───── Data to process ─────
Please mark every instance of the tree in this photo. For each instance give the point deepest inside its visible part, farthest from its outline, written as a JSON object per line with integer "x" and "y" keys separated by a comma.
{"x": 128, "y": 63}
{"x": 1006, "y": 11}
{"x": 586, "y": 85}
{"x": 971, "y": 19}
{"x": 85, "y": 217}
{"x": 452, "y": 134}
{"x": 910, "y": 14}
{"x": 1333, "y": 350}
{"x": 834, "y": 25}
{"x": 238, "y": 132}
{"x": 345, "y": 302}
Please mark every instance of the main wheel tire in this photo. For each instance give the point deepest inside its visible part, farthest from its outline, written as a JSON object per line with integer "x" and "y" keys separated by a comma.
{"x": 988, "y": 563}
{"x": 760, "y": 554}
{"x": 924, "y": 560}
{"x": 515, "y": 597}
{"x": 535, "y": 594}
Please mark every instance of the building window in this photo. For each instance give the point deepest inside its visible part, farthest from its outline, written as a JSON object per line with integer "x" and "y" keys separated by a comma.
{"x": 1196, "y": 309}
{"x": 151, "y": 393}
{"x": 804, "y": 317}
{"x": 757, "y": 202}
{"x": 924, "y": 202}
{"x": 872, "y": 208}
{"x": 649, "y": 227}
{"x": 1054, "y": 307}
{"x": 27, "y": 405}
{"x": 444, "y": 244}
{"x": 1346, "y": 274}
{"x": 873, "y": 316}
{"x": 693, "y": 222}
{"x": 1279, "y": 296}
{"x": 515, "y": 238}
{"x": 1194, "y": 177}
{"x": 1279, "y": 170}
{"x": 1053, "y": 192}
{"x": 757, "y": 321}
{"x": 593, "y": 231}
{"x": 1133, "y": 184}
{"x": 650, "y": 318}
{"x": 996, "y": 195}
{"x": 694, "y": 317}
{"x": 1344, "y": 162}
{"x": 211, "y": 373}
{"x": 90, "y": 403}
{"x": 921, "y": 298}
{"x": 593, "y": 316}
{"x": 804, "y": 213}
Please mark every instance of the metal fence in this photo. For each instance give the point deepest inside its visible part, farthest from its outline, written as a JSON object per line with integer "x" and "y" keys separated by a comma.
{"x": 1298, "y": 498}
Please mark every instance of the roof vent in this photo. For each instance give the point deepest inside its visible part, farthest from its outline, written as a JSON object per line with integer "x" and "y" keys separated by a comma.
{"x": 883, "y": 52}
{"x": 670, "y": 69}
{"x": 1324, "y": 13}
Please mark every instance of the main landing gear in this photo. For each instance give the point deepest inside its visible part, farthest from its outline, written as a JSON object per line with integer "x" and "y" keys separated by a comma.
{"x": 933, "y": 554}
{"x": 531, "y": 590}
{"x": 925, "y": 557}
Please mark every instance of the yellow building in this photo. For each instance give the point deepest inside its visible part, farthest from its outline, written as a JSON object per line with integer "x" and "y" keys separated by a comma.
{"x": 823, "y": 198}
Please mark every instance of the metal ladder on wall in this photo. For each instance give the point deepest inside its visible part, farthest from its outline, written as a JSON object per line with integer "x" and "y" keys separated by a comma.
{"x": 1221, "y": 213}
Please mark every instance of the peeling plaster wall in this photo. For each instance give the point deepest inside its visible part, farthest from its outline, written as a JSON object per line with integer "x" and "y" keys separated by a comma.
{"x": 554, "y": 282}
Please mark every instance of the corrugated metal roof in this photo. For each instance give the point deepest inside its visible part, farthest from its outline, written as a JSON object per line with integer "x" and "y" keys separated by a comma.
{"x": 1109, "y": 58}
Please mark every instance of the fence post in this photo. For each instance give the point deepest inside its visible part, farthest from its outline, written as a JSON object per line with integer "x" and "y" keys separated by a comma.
─────
▶ [What needs to be done]:
From the line with "Please mark every instance of the metal ladder" to the final line of the data above, please reproduce every line exactly and add nothing.

▶ [Result for this exercise]:
Please mark every instance of the metal ladder on wall in this photo. For each instance give the point deepest inside its visible part, farthest from its outline, written as a JSON object per line with integer "x" and "y" keys separated by a comma.
{"x": 1221, "y": 213}
Please mark every instance of the peeling plaster wall in this photo. For each instance give the point deepest inside its visible part, farthest from its outline, written as a JSON object per line with integer "x" and "y" keys separated by a comma.
{"x": 554, "y": 282}
Please mark every instance of the corrugated metal roof in this photo. For each instance give the point deepest inside its visible part, farthest from its outline, written as a JSON object per line with integer "x" and "y" keys separated by a comma.
{"x": 1109, "y": 58}
Please mark every instance of the fence post in this photo. For each instance give the point deepest inside its visible part, farthest from its outline, written as a JSON object per line with integer "x" and "y" keys separated by a comma.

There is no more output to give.